_WHAT THE TASK REQUIRES_:
Exactly reproduce the lines beginning with the line that includes "Intersection-audit request. Target: pale" and ending with the last line of the data.

Stored dataset items:
<<<<

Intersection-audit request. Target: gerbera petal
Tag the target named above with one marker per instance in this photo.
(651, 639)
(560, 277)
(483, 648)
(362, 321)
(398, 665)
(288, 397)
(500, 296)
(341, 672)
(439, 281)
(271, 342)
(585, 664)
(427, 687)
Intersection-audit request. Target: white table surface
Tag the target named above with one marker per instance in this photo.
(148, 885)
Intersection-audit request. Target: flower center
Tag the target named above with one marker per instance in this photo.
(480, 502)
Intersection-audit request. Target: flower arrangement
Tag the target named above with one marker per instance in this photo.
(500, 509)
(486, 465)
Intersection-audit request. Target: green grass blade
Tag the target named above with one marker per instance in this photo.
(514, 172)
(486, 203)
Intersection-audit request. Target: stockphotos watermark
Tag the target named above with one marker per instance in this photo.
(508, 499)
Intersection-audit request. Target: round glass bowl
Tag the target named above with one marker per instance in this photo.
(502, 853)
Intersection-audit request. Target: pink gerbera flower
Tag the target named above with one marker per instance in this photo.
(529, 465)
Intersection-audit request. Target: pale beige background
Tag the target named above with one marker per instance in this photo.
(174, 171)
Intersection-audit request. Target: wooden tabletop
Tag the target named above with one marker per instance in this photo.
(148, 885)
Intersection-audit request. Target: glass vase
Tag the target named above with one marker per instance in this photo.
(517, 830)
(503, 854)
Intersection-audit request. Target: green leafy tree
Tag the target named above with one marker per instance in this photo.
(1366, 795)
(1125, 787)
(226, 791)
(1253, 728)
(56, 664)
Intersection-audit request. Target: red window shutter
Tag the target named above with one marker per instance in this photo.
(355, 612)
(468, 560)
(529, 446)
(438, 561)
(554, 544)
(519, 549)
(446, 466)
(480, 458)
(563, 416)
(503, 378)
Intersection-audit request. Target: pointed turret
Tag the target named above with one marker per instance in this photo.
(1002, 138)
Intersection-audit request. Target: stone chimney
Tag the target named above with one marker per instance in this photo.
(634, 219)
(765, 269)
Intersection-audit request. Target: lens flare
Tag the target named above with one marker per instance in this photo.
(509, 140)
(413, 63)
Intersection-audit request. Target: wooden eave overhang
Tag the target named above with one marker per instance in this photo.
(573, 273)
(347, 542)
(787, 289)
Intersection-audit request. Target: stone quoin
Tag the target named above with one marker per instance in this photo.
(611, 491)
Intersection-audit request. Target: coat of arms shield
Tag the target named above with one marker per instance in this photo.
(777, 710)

>>>>

_ANSWER TO THIS EXERCISE_:
Intersection-audit request. Target: pale beige background
Tag the target named above with one marker per instance in this photo.
(174, 171)
Intersection-audit request. Target: wooden tabletop
Tag the target named above with one marker per instance in this photo.
(148, 885)
Intersection-audit request. Target: glass vase
Tag the target named above with one marker per instance in this photo.
(517, 830)
(503, 854)
Intersection-audit request. Target: green leafy tree
Tag the target named above with one marker per instance in this photo.
(1366, 795)
(1125, 787)
(226, 791)
(1253, 728)
(56, 664)
Intersection-audit request. Target: red window shutter
Tag the target named above with one marker per instance in this photo.
(355, 612)
(468, 560)
(529, 446)
(438, 561)
(554, 544)
(519, 549)
(446, 466)
(480, 458)
(563, 416)
(503, 378)
Intersection-audit request. Target: pointed turret
Tag the target named above with one marker per instance in this photo.
(1002, 138)
Intersection-audit request. Target: stone chimney
Tag the target named above with one marker per instance in this photo.
(634, 219)
(765, 269)
Intersection-audit request. Target: lens flare
Tag the target named above with one marker per instance in this photo.
(509, 140)
(413, 63)
Intersection-audit request. Target: wooden eave overhang
Tag the target named above with one marker per instance in this photo.
(573, 273)
(347, 542)
(787, 289)
Intersection-audit request. Target: stone quoin
Tag the target named above with one marker per instance in this photo.
(611, 491)
Intersection-audit request. Target: coat of arms shield
Tag the target named above with one marker per instance in this photo.
(777, 710)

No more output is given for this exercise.